● **Work order 1**:
According to the journal entry, on what day is the writer's new partner going into treatment?
● **Work order 2**:
Summarize the journal entry in two sentences.

● **Passage to read**:
==*==
Sorry for the time away, but it has been a busy couple of days. Having a new relationship is a big part of my life now, even if she is going into treatment on Monday. I’ve felt happy a lot this week; just being around her makes me happy, which is pretty nice. She’s such a good, smart, beautiful, strong woman; I only wish she could see it herself, or believe it when I tell her.
She’s still in a pretty bad place, which is hard to watch. It’s especially hard when it seems like nobody else in her life except for me and a few friends seems to be supporting her decisions. I don’t want to pressure her into anything she wouldn’t want to do if she were feeling better, since this is kind of a first relationship for both of us, so I’m trying to keep my distance in some ways while trying to support her in others.
We’ve been pretty frank in our conversations, both about our feeling towards each other and our experiences in general. There’s a lot she isn’t able to tell me yet, but I hope that the treatment she gets helps her to come to terms with what she feels and the events of her past. I also hope it helps with my ability to communicate in general.
I was actually talking to my therapist earlier tonight about this; in verbal conversation, I tend to reveal very little of what is on my mind; my answers tned to be short, terse, and to the point, following the letter of any question asked of me rather than the spirit. This can often leave the questioners (often my friends) frustrated, because they were looking for more information and context than I tend to give. I’m much more open and communicative, oddly, here, and in other textual mediums, which is strange.
Communication is something I really want to work on, both with my friends and, especially, with this new relationship. I want to be able to tell them – and especially her – what they are asking, and give them all they are looking for conversationally. I want to be able to share my thoughts and feelings so that we can understand each other, and express how much my friends – and new relationship – mean to me.
Being able to say how much I care – and have the people I care for believe me and what I am saying – is a big step for me. I want to take it.
==*==
● **Entries provided**:
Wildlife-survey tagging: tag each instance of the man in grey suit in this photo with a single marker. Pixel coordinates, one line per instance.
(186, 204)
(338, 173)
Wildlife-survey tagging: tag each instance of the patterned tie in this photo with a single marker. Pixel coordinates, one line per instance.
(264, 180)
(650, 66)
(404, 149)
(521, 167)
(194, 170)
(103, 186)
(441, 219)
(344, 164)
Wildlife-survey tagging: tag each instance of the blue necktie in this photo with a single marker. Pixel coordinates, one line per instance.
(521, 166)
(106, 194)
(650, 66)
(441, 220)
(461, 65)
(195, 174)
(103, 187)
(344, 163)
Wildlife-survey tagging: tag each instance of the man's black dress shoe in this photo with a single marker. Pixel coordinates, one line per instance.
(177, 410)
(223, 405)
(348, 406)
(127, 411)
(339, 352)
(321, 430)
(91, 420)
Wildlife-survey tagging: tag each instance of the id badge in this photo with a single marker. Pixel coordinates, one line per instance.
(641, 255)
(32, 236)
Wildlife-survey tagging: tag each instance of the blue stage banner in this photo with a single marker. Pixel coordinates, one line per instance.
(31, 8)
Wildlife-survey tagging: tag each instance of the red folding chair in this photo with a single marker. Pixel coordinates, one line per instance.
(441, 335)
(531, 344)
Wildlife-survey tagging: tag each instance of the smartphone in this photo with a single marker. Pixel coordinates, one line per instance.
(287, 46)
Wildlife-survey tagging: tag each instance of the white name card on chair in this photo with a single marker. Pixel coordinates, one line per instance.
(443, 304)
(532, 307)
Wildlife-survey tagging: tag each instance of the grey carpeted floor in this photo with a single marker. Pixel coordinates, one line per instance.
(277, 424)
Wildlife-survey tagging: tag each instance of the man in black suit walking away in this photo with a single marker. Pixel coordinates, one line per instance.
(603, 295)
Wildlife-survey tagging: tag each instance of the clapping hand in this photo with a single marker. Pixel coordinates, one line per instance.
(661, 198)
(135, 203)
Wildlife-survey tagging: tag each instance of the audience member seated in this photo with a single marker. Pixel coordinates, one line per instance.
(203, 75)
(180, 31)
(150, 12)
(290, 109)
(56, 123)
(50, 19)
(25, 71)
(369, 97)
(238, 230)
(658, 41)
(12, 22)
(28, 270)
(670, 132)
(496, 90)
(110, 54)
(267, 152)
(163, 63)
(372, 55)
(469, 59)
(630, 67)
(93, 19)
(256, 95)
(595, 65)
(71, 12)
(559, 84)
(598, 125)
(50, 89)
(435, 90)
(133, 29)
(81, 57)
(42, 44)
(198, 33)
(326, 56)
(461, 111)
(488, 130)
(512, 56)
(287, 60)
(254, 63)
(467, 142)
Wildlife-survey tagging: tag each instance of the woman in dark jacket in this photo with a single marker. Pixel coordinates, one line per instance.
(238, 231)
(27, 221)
==*==
● **Response box 1**:
On Monday.

● **Response box 2**:
The writer has felt happy in a new relationship, though the partner is in a pretty bad place and is going into treatment on Monday. The writer tends to reveal very little in spoken conversation and wants to work on communication, especially to express how much friends and the new relationship mean to them.